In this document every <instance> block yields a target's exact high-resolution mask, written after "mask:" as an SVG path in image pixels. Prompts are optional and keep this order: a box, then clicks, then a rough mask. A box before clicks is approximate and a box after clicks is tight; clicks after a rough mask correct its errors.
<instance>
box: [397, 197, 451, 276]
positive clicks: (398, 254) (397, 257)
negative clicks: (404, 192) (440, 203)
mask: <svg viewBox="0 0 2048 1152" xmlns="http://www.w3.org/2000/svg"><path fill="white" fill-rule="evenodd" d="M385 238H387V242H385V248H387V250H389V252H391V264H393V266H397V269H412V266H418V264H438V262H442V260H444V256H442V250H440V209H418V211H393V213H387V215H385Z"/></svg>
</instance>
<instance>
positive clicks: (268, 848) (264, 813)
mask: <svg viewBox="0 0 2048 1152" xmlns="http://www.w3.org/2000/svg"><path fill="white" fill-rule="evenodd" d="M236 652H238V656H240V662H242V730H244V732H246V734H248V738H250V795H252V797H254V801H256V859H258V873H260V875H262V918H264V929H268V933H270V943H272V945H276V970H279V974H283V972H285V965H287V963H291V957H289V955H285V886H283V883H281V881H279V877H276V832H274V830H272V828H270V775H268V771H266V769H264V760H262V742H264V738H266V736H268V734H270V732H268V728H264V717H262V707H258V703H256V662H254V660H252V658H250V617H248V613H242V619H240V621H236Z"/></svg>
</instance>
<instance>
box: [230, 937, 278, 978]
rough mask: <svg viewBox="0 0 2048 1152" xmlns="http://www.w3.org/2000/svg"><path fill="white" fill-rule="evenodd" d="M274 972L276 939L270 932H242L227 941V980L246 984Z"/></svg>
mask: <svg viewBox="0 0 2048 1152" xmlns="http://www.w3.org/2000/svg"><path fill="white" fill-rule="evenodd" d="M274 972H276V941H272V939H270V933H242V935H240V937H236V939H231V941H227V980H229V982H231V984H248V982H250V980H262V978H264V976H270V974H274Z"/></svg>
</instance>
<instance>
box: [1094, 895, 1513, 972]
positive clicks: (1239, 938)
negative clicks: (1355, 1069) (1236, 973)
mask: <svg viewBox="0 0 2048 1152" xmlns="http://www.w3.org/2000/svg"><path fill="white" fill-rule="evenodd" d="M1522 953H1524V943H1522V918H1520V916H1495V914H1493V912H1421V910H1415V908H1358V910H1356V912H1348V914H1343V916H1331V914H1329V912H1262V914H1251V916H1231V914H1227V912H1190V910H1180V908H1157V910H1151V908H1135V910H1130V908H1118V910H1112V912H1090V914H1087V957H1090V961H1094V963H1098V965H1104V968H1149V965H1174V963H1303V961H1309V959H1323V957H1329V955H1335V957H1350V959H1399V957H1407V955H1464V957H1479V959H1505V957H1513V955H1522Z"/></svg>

****

● **What is expected**: Write out exactly each line of the entries, starting at the one containing "rough mask: <svg" and finishing with the last line.

● **Task result**:
rough mask: <svg viewBox="0 0 2048 1152" xmlns="http://www.w3.org/2000/svg"><path fill="white" fill-rule="evenodd" d="M274 972L276 939L270 932H242L227 941V980L246 984Z"/></svg>
mask: <svg viewBox="0 0 2048 1152" xmlns="http://www.w3.org/2000/svg"><path fill="white" fill-rule="evenodd" d="M274 972H276V941H272V939H270V933H242V935H240V937H236V939H231V941H227V980H229V982H231V984H248V982H250V980H262V978H264V976H270V974H274Z"/></svg>
</instance>
<instance>
box: [1094, 895, 1513, 972]
positive clicks: (1239, 938)
negative clicks: (1355, 1069) (1236, 973)
mask: <svg viewBox="0 0 2048 1152" xmlns="http://www.w3.org/2000/svg"><path fill="white" fill-rule="evenodd" d="M1522 953H1524V943H1522V918H1520V916H1495V914H1493V912H1421V910H1415V908H1358V910H1356V912H1348V914H1343V916H1331V914H1329V912H1262V914H1251V916H1231V914H1227V912H1190V910H1180V908H1157V910H1151V908H1135V910H1130V908H1118V910H1112V912H1090V914H1087V957H1090V961H1094V963H1098V965H1104V968H1149V965H1174V963H1303V961H1309V959H1323V957H1329V955H1335V957H1350V959H1399V957H1407V955H1464V957H1479V959H1505V957H1513V955H1522Z"/></svg>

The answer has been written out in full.